* Records contained in a dataset
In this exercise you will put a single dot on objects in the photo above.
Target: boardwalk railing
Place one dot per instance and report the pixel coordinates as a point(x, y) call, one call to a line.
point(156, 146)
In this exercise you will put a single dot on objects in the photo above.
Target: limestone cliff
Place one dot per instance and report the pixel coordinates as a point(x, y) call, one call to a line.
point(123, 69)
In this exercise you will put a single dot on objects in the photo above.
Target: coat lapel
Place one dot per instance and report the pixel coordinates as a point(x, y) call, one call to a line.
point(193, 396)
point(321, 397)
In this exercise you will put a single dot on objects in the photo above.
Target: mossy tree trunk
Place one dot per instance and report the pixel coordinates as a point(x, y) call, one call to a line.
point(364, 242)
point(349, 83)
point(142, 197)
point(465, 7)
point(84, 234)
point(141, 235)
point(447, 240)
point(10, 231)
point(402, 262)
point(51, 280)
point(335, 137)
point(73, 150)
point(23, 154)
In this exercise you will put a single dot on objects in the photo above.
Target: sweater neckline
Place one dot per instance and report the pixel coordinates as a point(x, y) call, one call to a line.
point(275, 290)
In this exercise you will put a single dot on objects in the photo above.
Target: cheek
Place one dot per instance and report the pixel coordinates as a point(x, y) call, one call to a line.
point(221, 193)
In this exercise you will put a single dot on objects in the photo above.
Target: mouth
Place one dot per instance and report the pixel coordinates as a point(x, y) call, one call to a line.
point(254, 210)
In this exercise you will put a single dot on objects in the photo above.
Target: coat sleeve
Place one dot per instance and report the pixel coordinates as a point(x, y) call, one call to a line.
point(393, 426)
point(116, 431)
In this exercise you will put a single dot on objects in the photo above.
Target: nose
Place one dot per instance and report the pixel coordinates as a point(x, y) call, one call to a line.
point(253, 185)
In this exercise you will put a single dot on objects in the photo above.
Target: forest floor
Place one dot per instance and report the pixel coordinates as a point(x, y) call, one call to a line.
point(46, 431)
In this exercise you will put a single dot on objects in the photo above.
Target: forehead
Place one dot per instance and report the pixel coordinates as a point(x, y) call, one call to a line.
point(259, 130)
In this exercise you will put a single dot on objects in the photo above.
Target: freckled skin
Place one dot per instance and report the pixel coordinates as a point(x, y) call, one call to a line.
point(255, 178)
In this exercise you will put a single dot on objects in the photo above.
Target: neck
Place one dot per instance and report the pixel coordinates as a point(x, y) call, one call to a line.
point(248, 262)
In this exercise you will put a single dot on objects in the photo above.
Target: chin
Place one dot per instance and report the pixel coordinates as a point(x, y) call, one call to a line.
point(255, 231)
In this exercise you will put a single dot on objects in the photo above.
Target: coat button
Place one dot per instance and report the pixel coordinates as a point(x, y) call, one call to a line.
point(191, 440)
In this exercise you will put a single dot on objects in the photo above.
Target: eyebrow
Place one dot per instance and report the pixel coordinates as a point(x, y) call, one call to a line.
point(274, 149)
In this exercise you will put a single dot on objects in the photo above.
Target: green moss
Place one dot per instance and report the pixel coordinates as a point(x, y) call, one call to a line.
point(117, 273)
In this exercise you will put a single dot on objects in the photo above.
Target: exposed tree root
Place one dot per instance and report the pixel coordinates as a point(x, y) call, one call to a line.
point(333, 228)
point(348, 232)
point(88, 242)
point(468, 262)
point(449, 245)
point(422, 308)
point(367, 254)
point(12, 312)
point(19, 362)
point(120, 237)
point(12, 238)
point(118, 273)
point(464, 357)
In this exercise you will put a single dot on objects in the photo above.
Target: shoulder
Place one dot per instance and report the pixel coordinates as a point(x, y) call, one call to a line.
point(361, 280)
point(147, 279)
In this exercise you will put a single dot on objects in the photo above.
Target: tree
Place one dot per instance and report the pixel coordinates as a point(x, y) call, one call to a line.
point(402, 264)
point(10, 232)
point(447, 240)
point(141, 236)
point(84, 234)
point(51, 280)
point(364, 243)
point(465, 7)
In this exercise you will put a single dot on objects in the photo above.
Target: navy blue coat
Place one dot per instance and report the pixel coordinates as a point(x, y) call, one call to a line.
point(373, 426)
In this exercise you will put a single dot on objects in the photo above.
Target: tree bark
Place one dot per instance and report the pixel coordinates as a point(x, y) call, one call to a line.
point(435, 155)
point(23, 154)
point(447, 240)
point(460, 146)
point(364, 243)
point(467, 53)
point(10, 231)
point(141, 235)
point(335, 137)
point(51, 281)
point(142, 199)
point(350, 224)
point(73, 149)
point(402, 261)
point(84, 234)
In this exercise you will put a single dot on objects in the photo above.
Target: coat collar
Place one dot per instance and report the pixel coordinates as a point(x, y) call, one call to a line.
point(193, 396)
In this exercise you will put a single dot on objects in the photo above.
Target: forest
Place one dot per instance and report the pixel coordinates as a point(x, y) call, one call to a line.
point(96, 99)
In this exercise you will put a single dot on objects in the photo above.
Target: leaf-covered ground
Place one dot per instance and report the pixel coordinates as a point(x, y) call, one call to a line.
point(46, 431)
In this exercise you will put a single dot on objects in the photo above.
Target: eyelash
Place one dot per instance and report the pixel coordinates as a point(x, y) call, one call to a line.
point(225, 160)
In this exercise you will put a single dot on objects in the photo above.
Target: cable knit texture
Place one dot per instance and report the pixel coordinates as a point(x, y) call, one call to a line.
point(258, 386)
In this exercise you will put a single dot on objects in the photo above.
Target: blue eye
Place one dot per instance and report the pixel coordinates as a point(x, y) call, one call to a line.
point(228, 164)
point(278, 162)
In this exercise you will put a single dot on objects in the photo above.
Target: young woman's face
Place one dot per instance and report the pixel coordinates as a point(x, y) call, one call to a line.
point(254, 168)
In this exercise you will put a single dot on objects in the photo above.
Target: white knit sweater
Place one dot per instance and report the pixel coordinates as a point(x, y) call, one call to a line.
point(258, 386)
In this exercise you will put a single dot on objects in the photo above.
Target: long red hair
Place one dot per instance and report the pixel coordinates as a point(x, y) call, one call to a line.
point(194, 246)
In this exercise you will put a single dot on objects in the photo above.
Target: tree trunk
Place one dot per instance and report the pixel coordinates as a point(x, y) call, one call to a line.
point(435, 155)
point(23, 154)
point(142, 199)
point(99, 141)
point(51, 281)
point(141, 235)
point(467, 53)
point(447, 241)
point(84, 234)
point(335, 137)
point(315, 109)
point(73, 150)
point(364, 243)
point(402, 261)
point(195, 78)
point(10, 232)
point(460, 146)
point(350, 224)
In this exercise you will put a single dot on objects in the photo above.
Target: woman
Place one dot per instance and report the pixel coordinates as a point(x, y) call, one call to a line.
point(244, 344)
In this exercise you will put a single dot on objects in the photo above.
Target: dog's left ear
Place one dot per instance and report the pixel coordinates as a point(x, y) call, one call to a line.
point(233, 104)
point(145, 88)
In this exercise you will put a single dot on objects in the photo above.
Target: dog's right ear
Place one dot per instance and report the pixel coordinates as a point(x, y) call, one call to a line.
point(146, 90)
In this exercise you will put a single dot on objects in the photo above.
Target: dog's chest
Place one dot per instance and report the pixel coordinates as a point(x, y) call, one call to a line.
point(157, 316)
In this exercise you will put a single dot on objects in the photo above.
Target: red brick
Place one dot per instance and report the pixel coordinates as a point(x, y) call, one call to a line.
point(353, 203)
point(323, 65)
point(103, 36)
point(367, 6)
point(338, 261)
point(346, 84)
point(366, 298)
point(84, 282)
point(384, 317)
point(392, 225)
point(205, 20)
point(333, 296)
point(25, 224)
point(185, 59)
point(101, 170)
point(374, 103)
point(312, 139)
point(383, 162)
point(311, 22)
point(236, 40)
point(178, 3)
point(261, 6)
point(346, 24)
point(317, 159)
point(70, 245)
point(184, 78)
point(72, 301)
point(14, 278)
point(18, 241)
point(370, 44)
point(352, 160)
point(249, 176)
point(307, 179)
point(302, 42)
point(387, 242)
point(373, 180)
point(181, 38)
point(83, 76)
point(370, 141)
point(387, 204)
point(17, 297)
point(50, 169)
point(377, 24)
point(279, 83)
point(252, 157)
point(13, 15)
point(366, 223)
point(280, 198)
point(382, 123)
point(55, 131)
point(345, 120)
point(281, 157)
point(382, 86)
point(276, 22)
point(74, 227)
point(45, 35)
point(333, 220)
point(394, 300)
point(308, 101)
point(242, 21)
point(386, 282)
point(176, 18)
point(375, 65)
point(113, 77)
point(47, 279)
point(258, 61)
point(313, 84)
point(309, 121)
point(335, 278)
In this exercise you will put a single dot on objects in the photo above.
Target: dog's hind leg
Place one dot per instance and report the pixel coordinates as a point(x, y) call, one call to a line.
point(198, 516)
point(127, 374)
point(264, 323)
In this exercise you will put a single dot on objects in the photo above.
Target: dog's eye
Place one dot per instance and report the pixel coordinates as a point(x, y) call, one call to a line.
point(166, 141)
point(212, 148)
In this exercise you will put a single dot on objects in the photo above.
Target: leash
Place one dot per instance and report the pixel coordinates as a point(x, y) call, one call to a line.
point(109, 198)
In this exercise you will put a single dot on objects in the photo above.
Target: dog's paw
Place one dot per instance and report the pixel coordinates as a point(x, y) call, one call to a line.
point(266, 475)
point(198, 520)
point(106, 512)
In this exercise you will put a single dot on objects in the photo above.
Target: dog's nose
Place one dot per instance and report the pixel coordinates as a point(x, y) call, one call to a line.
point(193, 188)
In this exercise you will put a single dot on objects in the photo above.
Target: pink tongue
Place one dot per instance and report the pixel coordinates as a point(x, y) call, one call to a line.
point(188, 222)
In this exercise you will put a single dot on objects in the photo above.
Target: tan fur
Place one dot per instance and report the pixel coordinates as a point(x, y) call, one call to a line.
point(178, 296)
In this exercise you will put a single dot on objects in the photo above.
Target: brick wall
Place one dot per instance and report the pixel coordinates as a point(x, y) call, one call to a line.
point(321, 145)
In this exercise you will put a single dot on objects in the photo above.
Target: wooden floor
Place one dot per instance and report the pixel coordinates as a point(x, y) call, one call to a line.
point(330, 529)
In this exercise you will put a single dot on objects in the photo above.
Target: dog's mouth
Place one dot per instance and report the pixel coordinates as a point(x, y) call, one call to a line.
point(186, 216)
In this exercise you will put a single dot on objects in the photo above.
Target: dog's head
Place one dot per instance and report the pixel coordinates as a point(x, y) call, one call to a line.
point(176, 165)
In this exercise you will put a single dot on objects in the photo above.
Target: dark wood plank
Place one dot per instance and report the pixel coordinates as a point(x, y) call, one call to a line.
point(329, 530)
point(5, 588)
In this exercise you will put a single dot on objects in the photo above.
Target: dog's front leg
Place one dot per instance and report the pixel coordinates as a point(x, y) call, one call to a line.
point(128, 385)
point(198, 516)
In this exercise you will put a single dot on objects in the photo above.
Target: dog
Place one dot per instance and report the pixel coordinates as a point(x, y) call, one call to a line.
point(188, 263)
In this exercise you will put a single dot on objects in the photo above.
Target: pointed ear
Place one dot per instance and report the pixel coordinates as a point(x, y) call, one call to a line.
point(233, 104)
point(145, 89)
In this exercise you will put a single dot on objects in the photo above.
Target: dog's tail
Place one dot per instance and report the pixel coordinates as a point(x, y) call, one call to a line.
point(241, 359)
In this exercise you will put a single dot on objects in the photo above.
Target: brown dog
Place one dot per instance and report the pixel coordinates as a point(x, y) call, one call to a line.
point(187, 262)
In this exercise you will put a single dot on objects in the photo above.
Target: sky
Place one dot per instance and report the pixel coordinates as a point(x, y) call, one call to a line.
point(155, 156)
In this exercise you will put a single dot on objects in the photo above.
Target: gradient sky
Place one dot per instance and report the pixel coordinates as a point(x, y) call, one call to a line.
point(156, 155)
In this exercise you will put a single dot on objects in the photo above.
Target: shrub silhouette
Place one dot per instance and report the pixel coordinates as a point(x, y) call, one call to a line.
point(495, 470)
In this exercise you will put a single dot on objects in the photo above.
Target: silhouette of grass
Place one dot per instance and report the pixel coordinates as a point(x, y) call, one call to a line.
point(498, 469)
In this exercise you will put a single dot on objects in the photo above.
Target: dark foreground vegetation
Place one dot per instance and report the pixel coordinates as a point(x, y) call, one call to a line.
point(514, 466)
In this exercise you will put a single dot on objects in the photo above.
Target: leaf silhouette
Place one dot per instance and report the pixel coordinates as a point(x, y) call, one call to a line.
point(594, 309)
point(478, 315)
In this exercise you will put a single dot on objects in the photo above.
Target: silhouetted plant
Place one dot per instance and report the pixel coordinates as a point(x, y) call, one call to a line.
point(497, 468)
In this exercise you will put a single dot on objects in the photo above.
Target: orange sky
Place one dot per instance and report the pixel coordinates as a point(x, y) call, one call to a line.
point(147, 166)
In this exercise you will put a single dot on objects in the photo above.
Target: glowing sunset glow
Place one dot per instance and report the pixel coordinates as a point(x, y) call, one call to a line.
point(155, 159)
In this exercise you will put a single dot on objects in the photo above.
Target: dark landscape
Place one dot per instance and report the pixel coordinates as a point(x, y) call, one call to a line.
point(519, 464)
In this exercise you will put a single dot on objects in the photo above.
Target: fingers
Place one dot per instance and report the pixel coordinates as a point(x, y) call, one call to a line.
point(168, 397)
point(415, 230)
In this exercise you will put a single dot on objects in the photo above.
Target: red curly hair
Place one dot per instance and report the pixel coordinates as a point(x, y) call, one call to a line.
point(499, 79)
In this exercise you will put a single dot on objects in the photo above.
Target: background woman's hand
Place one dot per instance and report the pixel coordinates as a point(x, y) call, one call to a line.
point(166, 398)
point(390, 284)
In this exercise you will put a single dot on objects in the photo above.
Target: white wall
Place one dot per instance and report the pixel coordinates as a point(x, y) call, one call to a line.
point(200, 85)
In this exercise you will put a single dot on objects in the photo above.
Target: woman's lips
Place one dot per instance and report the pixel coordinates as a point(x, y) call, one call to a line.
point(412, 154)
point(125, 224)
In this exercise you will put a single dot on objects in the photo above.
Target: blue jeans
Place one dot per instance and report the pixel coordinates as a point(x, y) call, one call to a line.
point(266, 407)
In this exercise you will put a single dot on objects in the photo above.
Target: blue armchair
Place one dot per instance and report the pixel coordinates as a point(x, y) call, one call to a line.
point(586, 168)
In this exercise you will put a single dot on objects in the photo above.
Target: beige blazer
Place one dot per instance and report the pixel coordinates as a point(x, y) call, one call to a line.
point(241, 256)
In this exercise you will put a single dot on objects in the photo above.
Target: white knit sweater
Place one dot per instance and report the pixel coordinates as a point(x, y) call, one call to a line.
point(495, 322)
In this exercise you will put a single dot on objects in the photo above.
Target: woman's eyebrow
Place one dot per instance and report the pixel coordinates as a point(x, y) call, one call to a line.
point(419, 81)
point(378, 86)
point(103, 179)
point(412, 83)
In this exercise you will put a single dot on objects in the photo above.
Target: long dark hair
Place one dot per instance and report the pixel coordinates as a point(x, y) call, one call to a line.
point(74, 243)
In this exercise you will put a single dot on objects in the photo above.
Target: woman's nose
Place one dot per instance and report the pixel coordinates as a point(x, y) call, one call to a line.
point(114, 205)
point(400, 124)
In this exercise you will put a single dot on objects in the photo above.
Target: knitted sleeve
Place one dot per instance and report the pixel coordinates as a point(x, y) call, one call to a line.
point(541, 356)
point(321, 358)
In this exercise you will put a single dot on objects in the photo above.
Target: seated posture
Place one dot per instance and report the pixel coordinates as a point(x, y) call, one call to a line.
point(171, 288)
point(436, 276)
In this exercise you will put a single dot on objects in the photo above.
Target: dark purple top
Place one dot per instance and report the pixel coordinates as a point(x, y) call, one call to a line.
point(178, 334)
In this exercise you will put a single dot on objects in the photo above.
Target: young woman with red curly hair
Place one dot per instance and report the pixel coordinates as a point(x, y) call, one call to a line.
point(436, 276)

* What is required
Using the records given above, list every line that includes the word "sleeve".

* Completed task
Target: coat sleeve
Target: knitted sleeve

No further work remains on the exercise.